◆ **GOAL**:
Copy the listing below, changing each "pinpoint" to "identify" and leaving everything else as it is.

◆ **INPUT**:
=======
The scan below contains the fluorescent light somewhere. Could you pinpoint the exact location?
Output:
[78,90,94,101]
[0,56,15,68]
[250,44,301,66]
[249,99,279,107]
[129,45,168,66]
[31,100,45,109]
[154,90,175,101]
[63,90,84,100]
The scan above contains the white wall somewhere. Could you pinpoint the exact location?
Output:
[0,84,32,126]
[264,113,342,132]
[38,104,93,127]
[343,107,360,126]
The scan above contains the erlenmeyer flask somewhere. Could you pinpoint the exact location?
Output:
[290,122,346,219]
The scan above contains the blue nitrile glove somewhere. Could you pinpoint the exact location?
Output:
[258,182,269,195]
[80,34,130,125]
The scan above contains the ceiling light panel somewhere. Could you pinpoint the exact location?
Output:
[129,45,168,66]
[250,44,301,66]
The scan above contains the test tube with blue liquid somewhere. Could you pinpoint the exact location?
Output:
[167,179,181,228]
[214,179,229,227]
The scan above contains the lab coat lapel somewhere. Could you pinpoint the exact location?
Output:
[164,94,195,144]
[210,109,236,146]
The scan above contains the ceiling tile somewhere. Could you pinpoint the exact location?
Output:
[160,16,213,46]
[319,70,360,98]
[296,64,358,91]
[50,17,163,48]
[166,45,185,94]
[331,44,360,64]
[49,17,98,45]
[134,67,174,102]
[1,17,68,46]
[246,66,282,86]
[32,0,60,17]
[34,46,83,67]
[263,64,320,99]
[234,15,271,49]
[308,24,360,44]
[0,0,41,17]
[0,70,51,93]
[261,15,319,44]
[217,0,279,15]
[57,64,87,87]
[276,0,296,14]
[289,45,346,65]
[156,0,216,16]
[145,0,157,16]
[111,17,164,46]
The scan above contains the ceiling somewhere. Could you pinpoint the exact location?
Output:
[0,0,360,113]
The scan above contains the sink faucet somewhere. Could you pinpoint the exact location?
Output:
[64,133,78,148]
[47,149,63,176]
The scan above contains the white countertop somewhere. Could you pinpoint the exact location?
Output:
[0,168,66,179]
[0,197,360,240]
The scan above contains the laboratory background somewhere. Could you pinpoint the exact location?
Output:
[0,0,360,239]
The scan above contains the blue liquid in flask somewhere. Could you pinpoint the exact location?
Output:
=======
◆ **ANSWER TO THIS TASK**:
The scan below contains the fluorescent light somewhere. Could you identify the exact location?
Output:
[78,90,94,101]
[0,56,15,68]
[250,44,301,66]
[249,99,279,107]
[129,45,168,66]
[31,100,45,109]
[154,90,175,101]
[63,90,84,100]
The scan above contains the white wall somewhere. Could you identify the exact location?
Output:
[0,84,32,126]
[264,113,342,132]
[38,104,93,127]
[343,107,360,126]
The scan above contains the erlenmeyer flask somewhere. Could you identify the exact location?
Output:
[290,122,346,219]
The scan above contains the blue nitrile glove somewhere. Could you identify the exact location?
Output:
[258,182,269,195]
[80,34,130,125]
The scan above contains the ceiling light panel somewhere. Could you identify the exact location?
Output:
[129,45,168,66]
[250,44,301,66]
The scan above contains the test tube with blue liquid somewhere. Could you identify the exact location?
Output:
[167,179,181,228]
[214,179,229,227]
The scan above contains the lab coat lapel somewhere. Could you identify the exact location?
Output:
[164,94,195,144]
[210,109,236,146]
The scan above contains the ceiling tile somewhere. Could you identify the exact location?
Output:
[160,16,213,46]
[319,70,360,98]
[296,64,358,91]
[50,17,163,48]
[166,45,185,94]
[331,44,360,64]
[49,17,98,45]
[134,67,174,102]
[1,17,68,46]
[246,66,282,86]
[32,0,60,17]
[34,46,83,67]
[263,64,320,99]
[234,15,271,49]
[308,24,360,44]
[0,0,41,17]
[0,70,51,93]
[261,15,319,44]
[217,0,279,15]
[57,64,87,87]
[276,0,296,14]
[289,45,346,65]
[156,0,216,16]
[145,0,157,16]
[111,17,164,46]
The scan above contains the ceiling somewhere. Could you identify the exact location?
Output:
[0,0,360,113]
The scan above contains the sink faucet somewhere. Could you identify the exact location?
Output:
[64,133,78,148]
[47,149,63,176]
The scan above contains the white countertop somewhere. Could you identify the exact location?
Output:
[0,168,66,179]
[0,197,360,240]
The scan above contains the laboratory background somewhere. Could you identify the exact location?
Output:
[0,0,360,239]
The scan above contains the blue liquid in flask somewhere. Could you identify the exact location?
Output:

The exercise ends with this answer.